| SELECTED EXCERPT |
::::

# Best Table Saw w/Riving Knife $1000-$1700?



## damianpenney (Jun 22, 2007)

Just like the title says I'm looking for a new tablesaw that has a riving knife in the the $1000-$1700 range. I've looked at the 
Grizzly G0651 and the
Steel City 35910/G but I just came across the
Laguna Platinum which I hadn't known about previously so wondering if there are any others that I should be looking at, and what your opinions are of the ones listed. Any input appreciated


----------



## bfd (Dec 23, 2007)

Damian,

You may also want to check out Delta's totally redesigned Unisaw. They unvailed it last week at the IWF in Atlanta. It comes with some great features like a riving knife. Not sure if cost has been published yet and whether it falls into the upper end of your range. If you subscribe to FWW.com they did a video on it. Happy hunting.


----------



## jtodd71 (Jan 29, 2008)

I have a Jet Deluxe Xacta saw 3HP 50 inch fence and I love it. I think its more than you want to spend but to me 1.75HP isnt enough for a cabinet saw

http://www.amazon.com/Jet-708675PK-XACTASAW-Deluxe-Fence/dp/B000WO4HUI


----------



## jcees (Dec 31, 2007)

What ever you choose, go for weight AND power. 3hp at least and as much fence as you can afford. I've got my old Powermatic 66 on HTC wheels and also has the flip up out-feed rollers by same. It also has a 72" rail. I suffered with a Crapsman contractor saw for years. I should've spent the money years ago as my woodworking has improved and been so much pleasurable since getting the cabinet saw.

As mentioned, the NEW Unisaw is pretty sweet too.

always,
J.C.


----------



## damianpenney (Jun 22, 2007)

The three I posted are all 3hp (I linked to the wrong Steel City model) and all weighing in at about 475-500lb so there isn't much in it really. Not sure how to decide. I did see the new Unisaw and it looks great, isn't available right now though.


----------



## damianpenney (Jun 22, 2007)

The XACTA is a great looking saw, but yeah a little rich for my blood


----------



## ramon68 (Mar 10, 2008)

The Laguna looks like the best finished of the three you are looking at. And their warehouse is near you so you can avoid shipping charges if you have a strong friend or two and a pickup. I live on the east coast and shipping would have cost me nearly $400. So I got a Deluxe Xacta locally when it was on sale.
Cost-wise I think the Steel City makes the most sense, but go look at the Laguna and the Steel City saws. Call Grizzly's tech support and ask questions. Then go for it.


----------



## damianpenney (Jun 22, 2007)

I spoke to the guy at Laguna this afternoon but was put off a bit by the fact that on the $1600 one the riving knife is fixed and doesn't move up and down with the blade (y'know like a riving knife is supposed to do) the $1995 one does but that's going out of my price point. Shipping on the Laguna is about the same as for the Grizzly ($170) but then there is sales tax to consider as well.

::::

| TO DO |
• a. In the table saw thread, what wheels is jcees's Powermatic 66 mounted on?
• b. Repeat the table saw thread from "You may also" up to and including "(Jan 29, 2008)".
The rows after the table saw thread are separate material.

Position identification records:
::::

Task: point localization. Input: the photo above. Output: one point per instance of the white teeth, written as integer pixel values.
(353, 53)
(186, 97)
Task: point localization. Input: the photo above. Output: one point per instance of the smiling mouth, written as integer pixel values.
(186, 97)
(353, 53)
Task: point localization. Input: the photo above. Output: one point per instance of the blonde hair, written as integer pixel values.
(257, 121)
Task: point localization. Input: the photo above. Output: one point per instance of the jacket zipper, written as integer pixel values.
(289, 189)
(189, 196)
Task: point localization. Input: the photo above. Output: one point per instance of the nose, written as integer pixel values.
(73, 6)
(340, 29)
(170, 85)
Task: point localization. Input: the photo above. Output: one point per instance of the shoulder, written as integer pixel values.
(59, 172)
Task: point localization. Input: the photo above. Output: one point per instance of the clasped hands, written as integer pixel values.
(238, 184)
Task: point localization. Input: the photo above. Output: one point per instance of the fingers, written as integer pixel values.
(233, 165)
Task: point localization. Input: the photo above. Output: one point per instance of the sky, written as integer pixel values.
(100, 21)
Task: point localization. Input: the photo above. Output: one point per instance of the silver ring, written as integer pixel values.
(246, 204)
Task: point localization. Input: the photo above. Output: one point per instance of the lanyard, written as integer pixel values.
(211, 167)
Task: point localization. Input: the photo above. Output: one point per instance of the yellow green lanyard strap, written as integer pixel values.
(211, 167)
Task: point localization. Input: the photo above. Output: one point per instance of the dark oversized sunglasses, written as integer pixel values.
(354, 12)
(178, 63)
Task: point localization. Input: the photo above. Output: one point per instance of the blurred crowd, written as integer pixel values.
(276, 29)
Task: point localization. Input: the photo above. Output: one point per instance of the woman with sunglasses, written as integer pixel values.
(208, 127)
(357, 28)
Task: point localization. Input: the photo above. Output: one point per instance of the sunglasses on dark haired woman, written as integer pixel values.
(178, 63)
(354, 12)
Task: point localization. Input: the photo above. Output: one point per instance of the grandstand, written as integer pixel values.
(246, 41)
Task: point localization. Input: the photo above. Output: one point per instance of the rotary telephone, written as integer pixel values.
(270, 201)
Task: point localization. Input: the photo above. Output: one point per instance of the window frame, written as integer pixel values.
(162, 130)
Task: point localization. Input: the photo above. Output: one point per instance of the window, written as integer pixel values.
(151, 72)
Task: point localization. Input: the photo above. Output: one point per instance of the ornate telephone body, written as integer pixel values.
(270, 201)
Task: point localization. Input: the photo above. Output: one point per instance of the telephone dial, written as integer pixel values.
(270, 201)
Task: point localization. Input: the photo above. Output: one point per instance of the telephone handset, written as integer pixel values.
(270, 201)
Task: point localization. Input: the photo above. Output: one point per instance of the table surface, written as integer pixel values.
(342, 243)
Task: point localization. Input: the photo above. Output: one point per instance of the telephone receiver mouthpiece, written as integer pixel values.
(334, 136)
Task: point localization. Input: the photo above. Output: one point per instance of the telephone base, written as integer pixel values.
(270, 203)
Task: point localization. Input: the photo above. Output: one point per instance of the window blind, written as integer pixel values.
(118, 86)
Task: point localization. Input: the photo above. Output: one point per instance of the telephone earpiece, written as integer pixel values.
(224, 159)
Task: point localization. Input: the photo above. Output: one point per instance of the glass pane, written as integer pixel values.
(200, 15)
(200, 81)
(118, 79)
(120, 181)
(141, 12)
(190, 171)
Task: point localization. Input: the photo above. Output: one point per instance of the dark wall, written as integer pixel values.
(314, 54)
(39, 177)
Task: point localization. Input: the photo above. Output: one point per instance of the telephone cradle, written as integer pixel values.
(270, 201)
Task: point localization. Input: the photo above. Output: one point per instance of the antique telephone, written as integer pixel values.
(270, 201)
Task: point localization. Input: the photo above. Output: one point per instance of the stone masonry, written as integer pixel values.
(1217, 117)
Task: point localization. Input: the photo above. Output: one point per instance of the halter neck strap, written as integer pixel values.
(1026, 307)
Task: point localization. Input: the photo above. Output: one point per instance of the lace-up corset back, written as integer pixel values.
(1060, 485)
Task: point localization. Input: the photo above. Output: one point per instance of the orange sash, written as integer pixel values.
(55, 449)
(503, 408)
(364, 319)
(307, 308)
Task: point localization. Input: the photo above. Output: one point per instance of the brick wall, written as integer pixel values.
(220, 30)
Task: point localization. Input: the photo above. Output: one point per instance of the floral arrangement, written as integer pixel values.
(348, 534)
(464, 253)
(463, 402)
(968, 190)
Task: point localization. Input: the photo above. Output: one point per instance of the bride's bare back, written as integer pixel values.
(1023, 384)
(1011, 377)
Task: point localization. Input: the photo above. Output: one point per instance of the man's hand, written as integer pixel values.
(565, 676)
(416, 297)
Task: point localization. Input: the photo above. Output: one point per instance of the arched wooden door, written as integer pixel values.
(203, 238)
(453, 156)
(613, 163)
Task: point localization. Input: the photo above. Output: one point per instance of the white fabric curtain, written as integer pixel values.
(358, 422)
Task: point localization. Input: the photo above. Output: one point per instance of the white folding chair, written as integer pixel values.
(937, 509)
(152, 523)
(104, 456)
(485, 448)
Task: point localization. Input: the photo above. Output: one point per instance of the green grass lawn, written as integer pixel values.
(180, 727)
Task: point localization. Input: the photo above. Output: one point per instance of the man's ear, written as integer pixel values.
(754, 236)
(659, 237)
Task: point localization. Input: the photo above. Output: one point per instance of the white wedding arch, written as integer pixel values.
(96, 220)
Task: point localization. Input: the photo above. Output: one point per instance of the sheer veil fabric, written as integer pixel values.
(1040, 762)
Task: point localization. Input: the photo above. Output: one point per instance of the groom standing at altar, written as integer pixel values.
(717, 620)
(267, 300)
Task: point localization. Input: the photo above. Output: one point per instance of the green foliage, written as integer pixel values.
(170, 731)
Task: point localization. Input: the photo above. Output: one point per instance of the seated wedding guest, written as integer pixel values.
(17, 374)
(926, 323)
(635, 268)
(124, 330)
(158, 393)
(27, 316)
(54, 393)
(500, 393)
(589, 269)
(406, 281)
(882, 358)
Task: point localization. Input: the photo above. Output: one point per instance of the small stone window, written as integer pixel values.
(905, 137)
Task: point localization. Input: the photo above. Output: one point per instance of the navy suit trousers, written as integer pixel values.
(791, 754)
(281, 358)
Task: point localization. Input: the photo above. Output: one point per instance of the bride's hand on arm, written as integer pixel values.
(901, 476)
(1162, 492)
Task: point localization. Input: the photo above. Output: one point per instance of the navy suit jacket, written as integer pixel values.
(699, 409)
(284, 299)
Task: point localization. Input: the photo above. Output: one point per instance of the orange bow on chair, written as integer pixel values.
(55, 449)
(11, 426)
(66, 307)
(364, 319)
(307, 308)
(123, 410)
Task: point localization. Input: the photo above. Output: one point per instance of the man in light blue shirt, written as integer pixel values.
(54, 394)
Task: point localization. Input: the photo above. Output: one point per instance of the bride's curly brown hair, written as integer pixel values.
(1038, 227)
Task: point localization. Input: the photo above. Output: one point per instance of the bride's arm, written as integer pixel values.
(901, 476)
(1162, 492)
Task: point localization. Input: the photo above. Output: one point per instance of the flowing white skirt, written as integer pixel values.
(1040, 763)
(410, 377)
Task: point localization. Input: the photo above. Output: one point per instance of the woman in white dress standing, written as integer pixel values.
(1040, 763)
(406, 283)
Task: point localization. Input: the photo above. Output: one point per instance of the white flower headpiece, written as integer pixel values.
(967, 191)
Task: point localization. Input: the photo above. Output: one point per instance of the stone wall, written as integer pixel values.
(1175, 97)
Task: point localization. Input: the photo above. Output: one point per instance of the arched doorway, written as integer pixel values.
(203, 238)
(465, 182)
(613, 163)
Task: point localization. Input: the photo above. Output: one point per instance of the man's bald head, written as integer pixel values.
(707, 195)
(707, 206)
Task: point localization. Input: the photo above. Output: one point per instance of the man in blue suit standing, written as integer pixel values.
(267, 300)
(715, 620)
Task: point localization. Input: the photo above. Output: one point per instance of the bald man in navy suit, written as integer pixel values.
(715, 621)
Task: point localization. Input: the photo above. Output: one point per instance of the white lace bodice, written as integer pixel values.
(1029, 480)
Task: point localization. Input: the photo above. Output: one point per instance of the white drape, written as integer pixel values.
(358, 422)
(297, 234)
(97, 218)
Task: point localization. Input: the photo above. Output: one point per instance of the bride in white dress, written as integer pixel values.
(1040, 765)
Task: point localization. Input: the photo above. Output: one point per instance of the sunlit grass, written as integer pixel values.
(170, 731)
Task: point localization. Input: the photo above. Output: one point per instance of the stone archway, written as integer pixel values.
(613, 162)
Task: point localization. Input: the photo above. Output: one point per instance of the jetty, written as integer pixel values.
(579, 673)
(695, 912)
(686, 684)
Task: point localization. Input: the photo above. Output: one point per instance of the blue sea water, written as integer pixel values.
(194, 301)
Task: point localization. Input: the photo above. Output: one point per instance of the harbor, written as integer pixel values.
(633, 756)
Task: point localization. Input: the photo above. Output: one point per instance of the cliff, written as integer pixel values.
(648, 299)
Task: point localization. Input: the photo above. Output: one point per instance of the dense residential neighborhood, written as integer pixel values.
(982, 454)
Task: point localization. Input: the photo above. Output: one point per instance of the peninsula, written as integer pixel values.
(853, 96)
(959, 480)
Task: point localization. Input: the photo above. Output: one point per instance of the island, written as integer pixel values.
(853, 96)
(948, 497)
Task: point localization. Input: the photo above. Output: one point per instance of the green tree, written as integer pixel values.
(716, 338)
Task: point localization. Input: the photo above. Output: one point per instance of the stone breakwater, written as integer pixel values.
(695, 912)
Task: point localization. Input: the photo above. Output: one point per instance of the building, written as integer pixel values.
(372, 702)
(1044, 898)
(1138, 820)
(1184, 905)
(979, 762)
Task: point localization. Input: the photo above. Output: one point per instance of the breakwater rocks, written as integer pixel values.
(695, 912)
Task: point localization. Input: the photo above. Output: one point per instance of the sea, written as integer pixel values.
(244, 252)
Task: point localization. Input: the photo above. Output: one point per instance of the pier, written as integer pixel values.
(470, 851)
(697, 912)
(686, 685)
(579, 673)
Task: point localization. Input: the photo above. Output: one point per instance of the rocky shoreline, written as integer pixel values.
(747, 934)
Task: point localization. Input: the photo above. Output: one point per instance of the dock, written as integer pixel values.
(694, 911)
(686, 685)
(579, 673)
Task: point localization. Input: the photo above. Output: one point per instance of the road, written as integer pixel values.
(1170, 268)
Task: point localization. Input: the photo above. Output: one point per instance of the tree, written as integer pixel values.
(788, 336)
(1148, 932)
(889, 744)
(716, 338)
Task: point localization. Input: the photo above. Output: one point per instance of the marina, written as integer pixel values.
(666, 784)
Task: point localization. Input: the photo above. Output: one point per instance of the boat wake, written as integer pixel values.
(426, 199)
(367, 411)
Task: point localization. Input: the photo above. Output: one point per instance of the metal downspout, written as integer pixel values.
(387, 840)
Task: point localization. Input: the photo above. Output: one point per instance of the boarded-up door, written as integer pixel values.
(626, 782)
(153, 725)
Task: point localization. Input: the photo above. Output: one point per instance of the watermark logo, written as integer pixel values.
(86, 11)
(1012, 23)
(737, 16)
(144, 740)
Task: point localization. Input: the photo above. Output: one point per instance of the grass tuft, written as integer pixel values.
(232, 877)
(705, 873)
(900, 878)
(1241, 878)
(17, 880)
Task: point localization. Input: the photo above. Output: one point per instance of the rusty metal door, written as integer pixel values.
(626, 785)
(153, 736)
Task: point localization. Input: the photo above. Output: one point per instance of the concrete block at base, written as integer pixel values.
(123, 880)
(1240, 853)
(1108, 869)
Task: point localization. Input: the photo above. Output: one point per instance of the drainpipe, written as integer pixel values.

::::

| COMPLETED EXERCISE |
• a. HTC wheels.

• b.
You may also want to check out Delta's totally redesigned Unisaw. They unvailed it last week at the IWF in Atlanta. It comes with some great features like a riving knife. Not sure if cost has been published yet and whether it falls into the upper end of your range. If you subscribe to FWW.com they did a video on it. Happy hunting.


----------



## jtodd71 (Jan 29, 2008)